Se um morto, tendo sido negligenciado, tornava-se
um espírito maligno; um que era homenageado, por outro lado, tornava-se uma
divindade protetora. Ele amava aqueles que o alimentavam. Para os proteger ele
continuava a tomar parte dos assuntos humanos e frequentemente tinha aí um
papel importante. Apesar de morto, ele sabia ser forte e ativo. Os vivos a ele
oravam e pediam o seu apoio e os seus favores. Quando alguém vinha perto do seu
túmulo, parava e dizia: “Deus subterrâneo, que me sejas propício!”
Podemos julgar o poder que os antigos atribuíam a
esta divindade pela sua prece, que Electra endereça aos manes de seu pai: “Tome
piedade de mim, e do meu irmão Orestes; façam-no voltar a este país; ouça a
minha prece, Ò meu Pai; granjeie os meus desejos, recebendo as minhas
libações.” Estes poderosos deuses não davam apenas ajuda material, pois Electra
acrescenta, “Dê-me um coração mais casto que o da minha mãe e mãos mais puras.”
Assim o hindu pede do manes “que
nesta família o número dos homens deuses aumente e que ele tenha muito para
dar.”
Estas almas humanas deificadas pela morte eram o
que os gregos chamavam demónios ou heróis. Os latinos davam-lhes os nomes de Lares,
Manes ou Genii. “Os nossos antepassados acreditavam,” diz Apúlio, “que os
Manes, quando eram malignos, eram chamados de larvae; chamavam-nos de Lares
quando eram benevolentes e propícios. ” Noutro lado lemos, “Genius e Lares são
a mesma coisa, assim acreditavam os nossos antepassados.” E em Cícero, “Aqueles
que os gregos chamavam de demónios, nós chamamos Lares.”

◆ ◆ ◆ ◆

**PROBLEMA CURTO 1**
No trecho sobre o culto dos mortos, que nomes os latinos davam às almas humanas deificadas pela morte?
O trecho e os registros têm origens distintas.

**REGISTROS DE DADOS**
◆ ◆ ◆ ◆

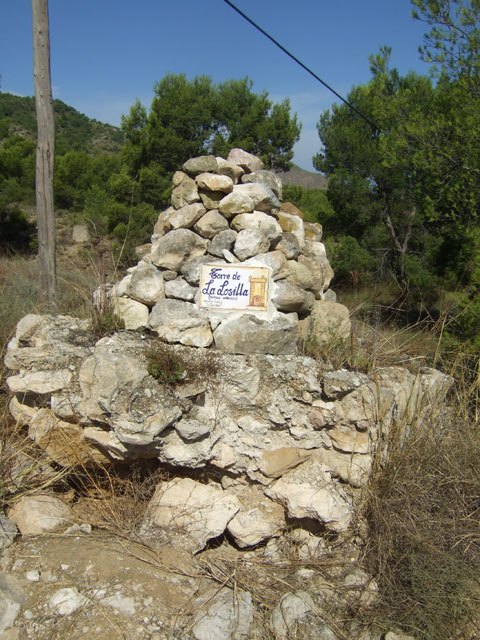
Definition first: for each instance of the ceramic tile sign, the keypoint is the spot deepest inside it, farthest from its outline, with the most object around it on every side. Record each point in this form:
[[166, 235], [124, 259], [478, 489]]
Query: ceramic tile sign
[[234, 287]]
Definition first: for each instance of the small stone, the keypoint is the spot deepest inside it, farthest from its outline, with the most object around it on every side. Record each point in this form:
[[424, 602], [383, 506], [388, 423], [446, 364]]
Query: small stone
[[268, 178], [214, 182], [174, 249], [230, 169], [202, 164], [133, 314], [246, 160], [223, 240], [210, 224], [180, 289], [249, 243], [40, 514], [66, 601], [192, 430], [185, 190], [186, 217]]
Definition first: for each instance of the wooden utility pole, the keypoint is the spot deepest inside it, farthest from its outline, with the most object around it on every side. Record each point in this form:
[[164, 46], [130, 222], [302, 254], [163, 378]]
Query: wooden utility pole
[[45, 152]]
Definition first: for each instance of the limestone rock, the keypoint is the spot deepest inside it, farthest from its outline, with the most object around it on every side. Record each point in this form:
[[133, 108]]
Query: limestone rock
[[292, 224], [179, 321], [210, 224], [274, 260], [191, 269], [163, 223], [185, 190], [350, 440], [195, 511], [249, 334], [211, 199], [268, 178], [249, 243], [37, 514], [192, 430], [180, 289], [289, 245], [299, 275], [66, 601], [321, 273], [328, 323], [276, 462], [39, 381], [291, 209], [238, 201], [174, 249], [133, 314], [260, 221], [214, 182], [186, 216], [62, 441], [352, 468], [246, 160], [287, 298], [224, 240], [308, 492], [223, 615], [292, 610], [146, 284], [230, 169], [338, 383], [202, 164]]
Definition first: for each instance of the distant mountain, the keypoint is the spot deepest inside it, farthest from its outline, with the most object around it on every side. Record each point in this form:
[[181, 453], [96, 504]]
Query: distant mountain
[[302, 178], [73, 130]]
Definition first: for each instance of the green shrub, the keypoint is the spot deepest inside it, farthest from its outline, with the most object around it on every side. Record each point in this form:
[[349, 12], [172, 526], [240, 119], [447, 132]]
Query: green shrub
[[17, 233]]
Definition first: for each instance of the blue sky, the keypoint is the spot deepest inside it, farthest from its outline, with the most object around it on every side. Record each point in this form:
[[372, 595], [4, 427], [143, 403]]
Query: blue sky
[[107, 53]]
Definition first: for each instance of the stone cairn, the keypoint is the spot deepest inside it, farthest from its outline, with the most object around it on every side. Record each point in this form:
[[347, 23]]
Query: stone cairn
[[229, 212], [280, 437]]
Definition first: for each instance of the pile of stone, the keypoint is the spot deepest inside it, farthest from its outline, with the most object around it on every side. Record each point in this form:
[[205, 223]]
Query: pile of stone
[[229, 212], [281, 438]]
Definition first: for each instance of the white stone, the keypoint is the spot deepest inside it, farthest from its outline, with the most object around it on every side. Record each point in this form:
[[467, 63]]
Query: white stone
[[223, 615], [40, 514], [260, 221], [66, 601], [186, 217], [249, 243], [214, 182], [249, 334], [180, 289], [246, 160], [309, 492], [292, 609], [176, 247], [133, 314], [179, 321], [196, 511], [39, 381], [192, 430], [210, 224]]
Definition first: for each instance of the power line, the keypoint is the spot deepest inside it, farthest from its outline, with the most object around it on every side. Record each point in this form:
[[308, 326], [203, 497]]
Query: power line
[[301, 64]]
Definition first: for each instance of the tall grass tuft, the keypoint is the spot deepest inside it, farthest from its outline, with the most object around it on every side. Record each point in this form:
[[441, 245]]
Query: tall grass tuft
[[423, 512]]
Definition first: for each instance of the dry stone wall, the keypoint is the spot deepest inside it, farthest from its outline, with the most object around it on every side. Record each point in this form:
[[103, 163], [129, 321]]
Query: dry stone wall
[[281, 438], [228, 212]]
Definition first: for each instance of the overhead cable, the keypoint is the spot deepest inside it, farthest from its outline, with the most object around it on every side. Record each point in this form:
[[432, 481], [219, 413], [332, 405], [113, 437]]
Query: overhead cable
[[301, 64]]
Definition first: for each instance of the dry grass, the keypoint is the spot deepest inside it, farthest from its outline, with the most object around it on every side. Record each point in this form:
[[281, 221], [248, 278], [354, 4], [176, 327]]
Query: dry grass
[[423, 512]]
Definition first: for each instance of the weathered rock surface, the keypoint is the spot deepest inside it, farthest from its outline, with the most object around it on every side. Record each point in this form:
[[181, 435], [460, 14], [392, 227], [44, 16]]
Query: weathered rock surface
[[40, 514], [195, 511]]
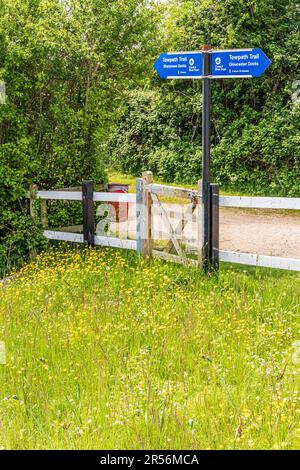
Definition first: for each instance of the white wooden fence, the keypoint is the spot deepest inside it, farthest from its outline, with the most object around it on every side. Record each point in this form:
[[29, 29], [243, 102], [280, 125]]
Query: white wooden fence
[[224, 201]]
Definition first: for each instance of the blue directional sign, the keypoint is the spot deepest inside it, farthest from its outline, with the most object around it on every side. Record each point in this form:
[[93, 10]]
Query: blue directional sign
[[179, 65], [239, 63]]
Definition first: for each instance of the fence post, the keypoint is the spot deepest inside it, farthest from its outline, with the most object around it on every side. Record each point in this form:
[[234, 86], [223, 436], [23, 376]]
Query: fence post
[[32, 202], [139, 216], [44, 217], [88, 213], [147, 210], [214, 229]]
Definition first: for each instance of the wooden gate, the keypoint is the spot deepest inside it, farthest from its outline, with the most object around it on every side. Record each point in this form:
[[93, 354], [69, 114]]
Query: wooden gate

◆ ◆ ◆ ◆

**PROBLEMA CURTO 2**
Expresse como tabela Markdown as linhas dos registros, a começar pela linha que contém "Definition first: for each instance of the limestone" e indo até a linha que contém "Query: limestone rock", com as colunas n e Linha e sem as linhas em branco.

**RESULTADO DO EXERCÍCIO 1**
Lares, Manes ou Genii.

**RESULTADO DO EXERCÍCIO 2**
| n | Linha |
|---|---|
| 1 | Definition first: for each instance of the limestone rock, the keypoint is the spot deepest inside it, farthest from its outline, with the most object around it on every side. Record each point in this form: |
| 2 | [[133, 108]] |
| 3 | Query: limestone rock |